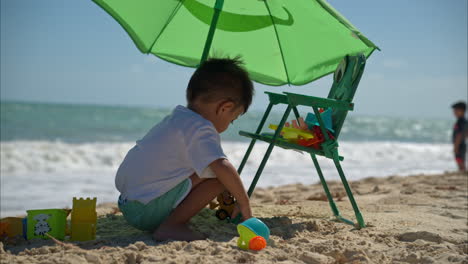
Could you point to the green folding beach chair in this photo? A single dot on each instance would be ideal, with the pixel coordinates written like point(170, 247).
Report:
point(345, 82)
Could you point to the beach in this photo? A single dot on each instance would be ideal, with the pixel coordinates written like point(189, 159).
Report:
point(410, 219)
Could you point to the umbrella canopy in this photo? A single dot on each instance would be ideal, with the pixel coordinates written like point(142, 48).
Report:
point(280, 41)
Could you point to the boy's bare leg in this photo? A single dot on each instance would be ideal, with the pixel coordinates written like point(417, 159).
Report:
point(174, 227)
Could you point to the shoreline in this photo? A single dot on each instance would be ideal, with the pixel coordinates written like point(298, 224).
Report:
point(410, 219)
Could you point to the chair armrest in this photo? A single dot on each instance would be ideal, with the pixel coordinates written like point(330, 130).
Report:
point(299, 99)
point(276, 98)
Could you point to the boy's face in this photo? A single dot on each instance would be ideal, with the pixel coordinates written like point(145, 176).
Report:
point(457, 112)
point(226, 114)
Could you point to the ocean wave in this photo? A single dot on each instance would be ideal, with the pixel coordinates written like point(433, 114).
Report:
point(361, 158)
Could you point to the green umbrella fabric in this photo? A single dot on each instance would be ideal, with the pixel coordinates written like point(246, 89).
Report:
point(280, 41)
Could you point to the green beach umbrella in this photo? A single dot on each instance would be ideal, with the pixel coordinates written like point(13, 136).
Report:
point(280, 41)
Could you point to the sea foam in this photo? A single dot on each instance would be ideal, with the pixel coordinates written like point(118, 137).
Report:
point(48, 174)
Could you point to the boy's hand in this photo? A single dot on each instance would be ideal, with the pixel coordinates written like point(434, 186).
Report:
point(244, 210)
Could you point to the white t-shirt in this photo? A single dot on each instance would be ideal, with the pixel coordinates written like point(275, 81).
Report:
point(183, 143)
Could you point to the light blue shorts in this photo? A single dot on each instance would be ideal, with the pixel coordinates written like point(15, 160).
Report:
point(149, 216)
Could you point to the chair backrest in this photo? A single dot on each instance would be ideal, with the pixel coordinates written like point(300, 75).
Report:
point(345, 82)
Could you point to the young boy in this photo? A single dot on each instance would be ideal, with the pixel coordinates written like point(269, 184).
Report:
point(179, 166)
point(460, 132)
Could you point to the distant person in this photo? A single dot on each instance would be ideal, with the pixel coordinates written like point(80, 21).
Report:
point(460, 132)
point(178, 167)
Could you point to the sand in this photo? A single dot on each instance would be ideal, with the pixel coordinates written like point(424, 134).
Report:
point(414, 219)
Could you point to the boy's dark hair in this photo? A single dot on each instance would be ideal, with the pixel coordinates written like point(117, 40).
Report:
point(459, 105)
point(218, 79)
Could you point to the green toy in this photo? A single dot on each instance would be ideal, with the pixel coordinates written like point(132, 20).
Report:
point(346, 80)
point(281, 41)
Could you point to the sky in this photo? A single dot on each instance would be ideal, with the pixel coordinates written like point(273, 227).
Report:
point(67, 51)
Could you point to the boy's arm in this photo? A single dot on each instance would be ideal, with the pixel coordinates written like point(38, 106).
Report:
point(228, 176)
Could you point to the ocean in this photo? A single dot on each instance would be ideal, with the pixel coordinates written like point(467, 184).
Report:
point(50, 153)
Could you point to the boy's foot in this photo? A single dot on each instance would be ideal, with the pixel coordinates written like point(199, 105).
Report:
point(176, 232)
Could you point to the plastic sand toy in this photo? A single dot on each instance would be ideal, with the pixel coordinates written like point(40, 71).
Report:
point(11, 226)
point(83, 219)
point(253, 234)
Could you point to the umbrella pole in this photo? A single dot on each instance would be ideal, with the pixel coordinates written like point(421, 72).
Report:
point(217, 10)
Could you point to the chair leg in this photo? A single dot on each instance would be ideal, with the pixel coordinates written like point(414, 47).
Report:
point(358, 214)
point(325, 186)
point(268, 152)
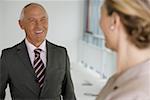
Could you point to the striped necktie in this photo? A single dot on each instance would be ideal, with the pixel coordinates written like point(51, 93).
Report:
point(39, 67)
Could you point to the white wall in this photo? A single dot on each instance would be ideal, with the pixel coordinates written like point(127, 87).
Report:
point(0, 24)
point(101, 61)
point(64, 23)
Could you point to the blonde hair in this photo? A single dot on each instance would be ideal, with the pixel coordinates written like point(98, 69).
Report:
point(135, 16)
point(23, 10)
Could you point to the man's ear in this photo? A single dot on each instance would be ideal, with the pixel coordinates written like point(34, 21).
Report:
point(20, 24)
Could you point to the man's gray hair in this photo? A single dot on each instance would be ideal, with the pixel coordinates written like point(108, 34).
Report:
point(30, 4)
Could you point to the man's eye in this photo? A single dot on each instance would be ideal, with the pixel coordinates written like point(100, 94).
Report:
point(31, 20)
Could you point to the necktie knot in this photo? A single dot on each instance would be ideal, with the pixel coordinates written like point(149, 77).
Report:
point(37, 52)
point(39, 67)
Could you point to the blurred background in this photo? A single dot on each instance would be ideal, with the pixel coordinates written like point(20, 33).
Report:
point(73, 24)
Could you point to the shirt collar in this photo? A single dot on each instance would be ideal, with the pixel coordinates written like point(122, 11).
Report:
point(31, 47)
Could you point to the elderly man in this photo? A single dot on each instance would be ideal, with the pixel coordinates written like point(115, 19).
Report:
point(35, 69)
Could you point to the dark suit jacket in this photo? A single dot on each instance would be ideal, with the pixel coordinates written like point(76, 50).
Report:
point(17, 71)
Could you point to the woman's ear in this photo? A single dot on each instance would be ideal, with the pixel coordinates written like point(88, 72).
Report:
point(114, 22)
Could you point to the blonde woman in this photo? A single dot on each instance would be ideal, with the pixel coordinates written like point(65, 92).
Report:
point(126, 26)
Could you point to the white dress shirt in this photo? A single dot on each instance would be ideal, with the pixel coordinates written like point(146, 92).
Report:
point(31, 48)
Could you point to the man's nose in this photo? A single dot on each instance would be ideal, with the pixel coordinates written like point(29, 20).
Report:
point(38, 23)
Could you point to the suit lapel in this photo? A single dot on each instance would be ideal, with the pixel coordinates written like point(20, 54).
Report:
point(23, 54)
point(49, 57)
point(24, 57)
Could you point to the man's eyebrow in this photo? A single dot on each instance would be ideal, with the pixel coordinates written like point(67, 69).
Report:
point(28, 5)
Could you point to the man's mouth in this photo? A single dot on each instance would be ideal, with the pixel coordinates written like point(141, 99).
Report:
point(39, 32)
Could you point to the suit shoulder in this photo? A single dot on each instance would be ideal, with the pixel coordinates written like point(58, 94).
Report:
point(10, 49)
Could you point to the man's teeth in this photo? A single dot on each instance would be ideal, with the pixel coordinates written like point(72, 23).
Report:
point(37, 32)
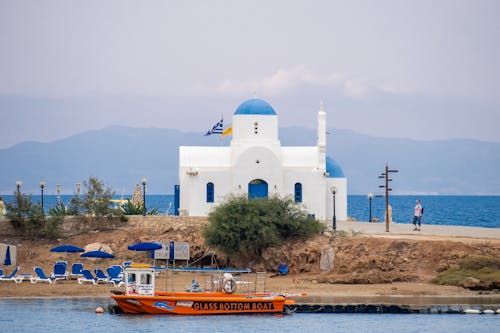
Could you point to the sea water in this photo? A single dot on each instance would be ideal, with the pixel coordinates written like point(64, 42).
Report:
point(477, 211)
point(76, 315)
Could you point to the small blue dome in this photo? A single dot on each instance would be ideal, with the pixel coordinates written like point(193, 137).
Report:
point(255, 106)
point(333, 168)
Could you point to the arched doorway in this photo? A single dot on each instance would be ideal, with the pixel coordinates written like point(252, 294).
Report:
point(257, 188)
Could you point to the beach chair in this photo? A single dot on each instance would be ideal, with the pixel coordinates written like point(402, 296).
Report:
point(119, 269)
point(101, 277)
point(76, 270)
point(60, 271)
point(114, 276)
point(87, 277)
point(41, 276)
point(12, 276)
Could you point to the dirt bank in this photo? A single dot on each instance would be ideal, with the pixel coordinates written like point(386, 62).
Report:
point(376, 264)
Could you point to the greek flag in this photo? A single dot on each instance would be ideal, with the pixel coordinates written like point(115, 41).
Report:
point(216, 129)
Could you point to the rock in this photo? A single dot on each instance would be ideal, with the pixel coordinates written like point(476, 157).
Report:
point(326, 260)
point(470, 283)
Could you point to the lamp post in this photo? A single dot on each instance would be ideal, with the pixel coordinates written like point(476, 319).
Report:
point(334, 219)
point(385, 175)
point(144, 182)
point(18, 185)
point(42, 186)
point(58, 190)
point(370, 198)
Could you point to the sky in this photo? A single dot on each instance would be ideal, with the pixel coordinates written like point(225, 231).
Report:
point(426, 69)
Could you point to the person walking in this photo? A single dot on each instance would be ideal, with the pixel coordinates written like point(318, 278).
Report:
point(417, 216)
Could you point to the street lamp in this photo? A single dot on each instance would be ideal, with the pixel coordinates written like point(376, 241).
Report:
point(370, 198)
point(18, 185)
point(58, 189)
point(334, 219)
point(42, 186)
point(144, 182)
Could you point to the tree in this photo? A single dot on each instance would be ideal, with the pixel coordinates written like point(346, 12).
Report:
point(29, 218)
point(244, 227)
point(97, 200)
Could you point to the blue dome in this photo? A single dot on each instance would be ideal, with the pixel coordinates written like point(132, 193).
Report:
point(255, 106)
point(333, 168)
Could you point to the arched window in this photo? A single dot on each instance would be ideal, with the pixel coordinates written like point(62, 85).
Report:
point(210, 192)
point(298, 192)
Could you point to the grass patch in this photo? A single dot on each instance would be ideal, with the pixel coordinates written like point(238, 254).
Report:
point(482, 268)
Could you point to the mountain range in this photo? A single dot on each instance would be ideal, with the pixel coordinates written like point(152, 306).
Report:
point(122, 156)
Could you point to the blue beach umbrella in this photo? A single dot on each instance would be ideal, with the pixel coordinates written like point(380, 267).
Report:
point(97, 254)
point(67, 248)
point(7, 261)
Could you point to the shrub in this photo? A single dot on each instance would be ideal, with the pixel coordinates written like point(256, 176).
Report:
point(481, 268)
point(97, 200)
point(244, 227)
point(29, 218)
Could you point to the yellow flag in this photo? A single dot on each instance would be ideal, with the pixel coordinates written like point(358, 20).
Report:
point(228, 131)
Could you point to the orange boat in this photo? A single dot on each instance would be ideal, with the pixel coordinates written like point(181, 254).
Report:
point(223, 297)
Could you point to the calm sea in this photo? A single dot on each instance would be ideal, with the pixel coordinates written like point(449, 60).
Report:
point(480, 211)
point(77, 315)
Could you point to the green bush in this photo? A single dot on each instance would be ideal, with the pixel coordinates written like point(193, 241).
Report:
point(481, 268)
point(97, 200)
point(244, 227)
point(129, 208)
point(29, 218)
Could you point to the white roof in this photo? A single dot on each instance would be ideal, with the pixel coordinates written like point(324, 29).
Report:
point(300, 156)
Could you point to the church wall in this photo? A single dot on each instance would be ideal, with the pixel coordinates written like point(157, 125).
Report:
point(193, 199)
point(313, 184)
point(244, 129)
point(258, 163)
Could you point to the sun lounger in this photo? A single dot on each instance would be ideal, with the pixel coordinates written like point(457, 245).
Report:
point(76, 270)
point(12, 276)
point(41, 276)
point(60, 271)
point(101, 277)
point(87, 277)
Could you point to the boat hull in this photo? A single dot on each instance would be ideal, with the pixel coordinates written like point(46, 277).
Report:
point(203, 303)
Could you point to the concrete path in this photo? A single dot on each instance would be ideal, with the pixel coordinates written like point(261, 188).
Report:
point(367, 228)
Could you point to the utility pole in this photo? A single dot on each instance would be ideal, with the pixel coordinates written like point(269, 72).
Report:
point(385, 175)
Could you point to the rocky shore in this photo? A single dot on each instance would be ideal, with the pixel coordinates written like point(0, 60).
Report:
point(362, 264)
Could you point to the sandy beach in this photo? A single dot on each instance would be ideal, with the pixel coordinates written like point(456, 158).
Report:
point(406, 260)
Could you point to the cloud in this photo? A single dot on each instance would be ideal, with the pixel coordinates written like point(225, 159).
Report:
point(280, 82)
point(285, 80)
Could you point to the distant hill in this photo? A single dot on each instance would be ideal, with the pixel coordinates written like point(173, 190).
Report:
point(121, 156)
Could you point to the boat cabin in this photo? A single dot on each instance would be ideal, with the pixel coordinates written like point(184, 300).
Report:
point(139, 280)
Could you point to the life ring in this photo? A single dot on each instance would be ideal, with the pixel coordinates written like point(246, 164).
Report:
point(229, 286)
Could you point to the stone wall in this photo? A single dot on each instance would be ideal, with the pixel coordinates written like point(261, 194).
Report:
point(74, 224)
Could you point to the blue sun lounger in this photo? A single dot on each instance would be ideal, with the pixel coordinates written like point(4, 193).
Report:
point(12, 276)
point(87, 277)
point(41, 276)
point(76, 270)
point(60, 272)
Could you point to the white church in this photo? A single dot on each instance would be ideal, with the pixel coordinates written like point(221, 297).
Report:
point(255, 164)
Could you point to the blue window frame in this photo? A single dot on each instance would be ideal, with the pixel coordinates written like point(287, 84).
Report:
point(298, 192)
point(210, 192)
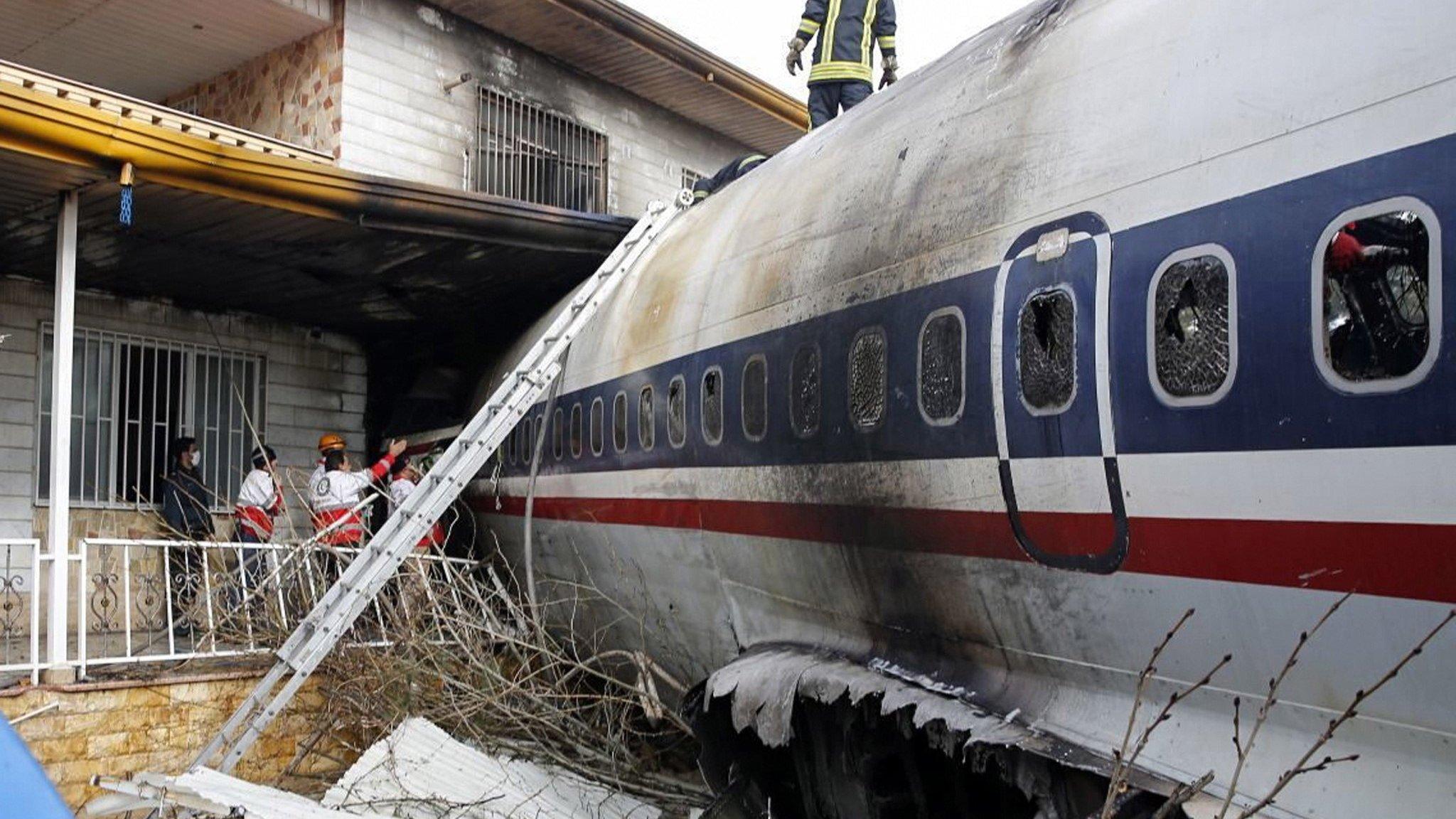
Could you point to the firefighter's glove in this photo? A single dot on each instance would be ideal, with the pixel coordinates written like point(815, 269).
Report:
point(890, 73)
point(796, 59)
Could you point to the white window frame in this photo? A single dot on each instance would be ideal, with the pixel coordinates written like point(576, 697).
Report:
point(1186, 254)
point(187, 410)
point(919, 368)
point(1433, 298)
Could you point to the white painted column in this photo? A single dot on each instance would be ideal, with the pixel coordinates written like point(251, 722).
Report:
point(58, 527)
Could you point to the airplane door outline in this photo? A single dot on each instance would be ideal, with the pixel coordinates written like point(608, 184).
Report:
point(1049, 244)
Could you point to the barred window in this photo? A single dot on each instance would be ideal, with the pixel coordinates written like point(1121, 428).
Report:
::::::
Looking at the material, work out the number of lines holding "necktie", and write that number alone.

Solution to this exercise - 2